**Written exercise:**
In the records below, copy the stretch from the line containing "locate the blue" through the line containing "[[0, 0, 640, 173]]", keeping the requests. Multiply every bounding-box coordinate in the answers by 0.5 and round to whole numbers, with halves rounding up, but leave the numbers in the requests and their format samples unchanged.
-- start of Stored records --
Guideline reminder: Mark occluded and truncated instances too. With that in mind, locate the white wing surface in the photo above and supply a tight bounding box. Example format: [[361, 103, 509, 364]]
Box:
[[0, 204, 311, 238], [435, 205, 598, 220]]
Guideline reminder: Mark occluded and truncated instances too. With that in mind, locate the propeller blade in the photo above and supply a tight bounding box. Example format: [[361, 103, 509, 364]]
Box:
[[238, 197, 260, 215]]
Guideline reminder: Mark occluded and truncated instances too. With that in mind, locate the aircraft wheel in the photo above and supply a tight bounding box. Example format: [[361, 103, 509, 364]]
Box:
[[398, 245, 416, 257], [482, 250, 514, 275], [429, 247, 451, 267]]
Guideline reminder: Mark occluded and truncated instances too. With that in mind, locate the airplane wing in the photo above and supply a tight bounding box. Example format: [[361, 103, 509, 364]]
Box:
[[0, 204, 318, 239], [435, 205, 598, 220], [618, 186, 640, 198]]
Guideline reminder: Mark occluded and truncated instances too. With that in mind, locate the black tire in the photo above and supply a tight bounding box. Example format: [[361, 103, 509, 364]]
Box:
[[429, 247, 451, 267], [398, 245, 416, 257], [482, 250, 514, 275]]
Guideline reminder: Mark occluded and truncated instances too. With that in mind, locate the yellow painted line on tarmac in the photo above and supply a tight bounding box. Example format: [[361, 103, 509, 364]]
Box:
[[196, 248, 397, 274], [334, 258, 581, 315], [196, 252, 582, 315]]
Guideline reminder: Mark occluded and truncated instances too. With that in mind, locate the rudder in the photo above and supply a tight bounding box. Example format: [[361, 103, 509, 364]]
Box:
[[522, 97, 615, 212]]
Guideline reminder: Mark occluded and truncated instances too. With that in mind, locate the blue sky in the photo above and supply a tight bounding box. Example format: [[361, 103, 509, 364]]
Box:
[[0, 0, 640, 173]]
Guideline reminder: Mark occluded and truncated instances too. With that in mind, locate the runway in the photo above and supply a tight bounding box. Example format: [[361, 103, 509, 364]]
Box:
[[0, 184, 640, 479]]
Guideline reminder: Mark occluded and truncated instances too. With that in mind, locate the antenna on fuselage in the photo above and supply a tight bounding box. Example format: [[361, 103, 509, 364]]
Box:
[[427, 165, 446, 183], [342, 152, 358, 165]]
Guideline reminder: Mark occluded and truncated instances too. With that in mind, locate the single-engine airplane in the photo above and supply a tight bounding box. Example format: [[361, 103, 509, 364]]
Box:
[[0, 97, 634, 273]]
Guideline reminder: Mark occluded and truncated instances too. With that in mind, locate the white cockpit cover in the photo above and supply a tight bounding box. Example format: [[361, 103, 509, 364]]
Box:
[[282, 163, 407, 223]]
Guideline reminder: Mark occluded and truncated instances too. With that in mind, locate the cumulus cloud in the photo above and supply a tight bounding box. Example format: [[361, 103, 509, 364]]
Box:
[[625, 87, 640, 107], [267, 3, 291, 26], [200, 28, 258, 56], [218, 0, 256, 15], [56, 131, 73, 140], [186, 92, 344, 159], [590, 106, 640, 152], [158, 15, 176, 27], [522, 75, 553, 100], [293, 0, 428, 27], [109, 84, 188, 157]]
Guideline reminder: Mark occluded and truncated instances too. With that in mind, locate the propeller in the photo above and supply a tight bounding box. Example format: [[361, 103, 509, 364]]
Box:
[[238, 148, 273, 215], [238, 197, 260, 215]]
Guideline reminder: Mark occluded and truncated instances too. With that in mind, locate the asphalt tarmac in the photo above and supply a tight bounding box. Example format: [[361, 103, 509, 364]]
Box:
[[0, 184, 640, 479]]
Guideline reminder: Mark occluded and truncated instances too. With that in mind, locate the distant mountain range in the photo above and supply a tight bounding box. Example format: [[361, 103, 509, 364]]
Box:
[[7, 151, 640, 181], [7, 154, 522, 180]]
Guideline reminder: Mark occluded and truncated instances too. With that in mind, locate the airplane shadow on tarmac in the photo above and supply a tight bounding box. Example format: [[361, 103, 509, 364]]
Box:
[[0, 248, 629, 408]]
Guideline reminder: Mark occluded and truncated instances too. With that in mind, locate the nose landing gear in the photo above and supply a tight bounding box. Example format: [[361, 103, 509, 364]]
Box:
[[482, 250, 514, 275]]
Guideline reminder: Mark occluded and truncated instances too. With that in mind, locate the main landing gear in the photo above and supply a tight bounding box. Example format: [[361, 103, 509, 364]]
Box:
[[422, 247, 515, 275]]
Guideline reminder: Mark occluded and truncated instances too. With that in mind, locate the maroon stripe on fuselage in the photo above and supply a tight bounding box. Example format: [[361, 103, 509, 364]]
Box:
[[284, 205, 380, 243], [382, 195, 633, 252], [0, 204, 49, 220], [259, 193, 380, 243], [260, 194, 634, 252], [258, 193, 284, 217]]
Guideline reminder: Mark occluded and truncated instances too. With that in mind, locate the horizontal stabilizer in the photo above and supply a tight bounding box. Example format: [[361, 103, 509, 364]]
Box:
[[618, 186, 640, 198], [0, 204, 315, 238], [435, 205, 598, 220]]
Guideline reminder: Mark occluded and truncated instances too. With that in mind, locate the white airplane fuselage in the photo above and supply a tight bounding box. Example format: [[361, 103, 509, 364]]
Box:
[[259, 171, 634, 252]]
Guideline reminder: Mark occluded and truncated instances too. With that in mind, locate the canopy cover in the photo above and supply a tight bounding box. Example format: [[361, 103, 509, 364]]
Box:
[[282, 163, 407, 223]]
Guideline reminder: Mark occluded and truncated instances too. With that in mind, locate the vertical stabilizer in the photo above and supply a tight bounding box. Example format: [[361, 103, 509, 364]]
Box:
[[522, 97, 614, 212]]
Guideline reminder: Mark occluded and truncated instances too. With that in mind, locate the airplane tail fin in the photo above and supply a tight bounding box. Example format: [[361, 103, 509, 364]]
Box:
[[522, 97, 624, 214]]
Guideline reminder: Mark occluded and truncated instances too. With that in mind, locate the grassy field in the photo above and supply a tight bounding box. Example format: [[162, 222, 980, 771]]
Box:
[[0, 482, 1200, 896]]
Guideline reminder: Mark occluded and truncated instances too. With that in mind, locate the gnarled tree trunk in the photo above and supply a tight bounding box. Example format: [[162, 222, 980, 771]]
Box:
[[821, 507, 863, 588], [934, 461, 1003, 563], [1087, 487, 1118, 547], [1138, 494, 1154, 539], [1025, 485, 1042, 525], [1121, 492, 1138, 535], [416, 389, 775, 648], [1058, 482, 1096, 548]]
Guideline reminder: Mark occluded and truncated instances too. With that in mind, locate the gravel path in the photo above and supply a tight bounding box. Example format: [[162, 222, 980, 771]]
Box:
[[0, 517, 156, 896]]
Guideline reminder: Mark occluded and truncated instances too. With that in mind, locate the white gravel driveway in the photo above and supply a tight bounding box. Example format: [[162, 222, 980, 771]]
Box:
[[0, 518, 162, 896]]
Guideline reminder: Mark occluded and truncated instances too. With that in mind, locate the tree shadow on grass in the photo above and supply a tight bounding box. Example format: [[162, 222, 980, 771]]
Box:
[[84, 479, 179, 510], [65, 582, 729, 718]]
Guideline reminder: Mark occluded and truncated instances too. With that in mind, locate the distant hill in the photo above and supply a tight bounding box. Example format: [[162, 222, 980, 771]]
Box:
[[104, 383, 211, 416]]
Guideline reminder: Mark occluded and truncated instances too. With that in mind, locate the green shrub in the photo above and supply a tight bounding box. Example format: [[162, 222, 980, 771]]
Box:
-- end of Stored records --
**Answer in full:**
Guideline reminder: Mark occluded and truncated instances too. With that in mind, locate the blue sky in the photo above and supply a tight bounding box. Example format: [[361, 103, 509, 364]]
Box:
[[0, 0, 320, 87]]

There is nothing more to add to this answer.